## Instructions for the task
Copy the lines starting with the line that contains "ridge in this photo." and going on through the end of the records, substituting "whole numbers" for "integers" and leaving everything else unchanged.

* begin Data rows *

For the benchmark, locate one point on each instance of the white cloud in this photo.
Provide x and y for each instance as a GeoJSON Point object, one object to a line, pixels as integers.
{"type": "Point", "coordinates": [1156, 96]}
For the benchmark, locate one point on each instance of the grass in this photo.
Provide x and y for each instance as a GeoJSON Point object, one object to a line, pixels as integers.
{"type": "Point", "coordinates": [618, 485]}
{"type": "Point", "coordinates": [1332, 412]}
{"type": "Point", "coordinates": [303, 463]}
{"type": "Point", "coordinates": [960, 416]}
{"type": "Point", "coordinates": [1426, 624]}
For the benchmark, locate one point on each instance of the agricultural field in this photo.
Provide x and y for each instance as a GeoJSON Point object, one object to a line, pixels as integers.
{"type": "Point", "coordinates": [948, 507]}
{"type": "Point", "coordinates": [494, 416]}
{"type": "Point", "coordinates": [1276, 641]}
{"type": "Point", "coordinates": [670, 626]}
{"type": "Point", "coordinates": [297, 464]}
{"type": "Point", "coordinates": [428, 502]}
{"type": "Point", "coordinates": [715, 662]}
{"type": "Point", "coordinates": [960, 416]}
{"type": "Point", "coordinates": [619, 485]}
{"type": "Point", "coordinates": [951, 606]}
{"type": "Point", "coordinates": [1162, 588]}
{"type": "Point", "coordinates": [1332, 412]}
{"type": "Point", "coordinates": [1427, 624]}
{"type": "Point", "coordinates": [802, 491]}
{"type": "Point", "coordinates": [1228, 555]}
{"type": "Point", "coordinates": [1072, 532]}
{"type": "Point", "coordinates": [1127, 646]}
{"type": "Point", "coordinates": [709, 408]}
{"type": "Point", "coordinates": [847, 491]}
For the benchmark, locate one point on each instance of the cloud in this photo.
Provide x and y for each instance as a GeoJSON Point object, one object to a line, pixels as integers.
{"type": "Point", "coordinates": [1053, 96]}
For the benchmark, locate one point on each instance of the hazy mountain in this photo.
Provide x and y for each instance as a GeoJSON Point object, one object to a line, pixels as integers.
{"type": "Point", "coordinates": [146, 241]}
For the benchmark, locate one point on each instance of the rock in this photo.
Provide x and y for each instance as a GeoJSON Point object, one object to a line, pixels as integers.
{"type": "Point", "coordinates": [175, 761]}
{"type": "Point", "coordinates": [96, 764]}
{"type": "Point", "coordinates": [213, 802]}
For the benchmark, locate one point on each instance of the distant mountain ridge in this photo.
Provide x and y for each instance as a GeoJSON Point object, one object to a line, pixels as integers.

* end Data rows *

## Task solution
For the benchmark, locate one point on each instance of the distant mountain ridge in this photo.
Provide x and y for each instance as a GeoJSON Point object, one object to a line, pixels as whole numbers.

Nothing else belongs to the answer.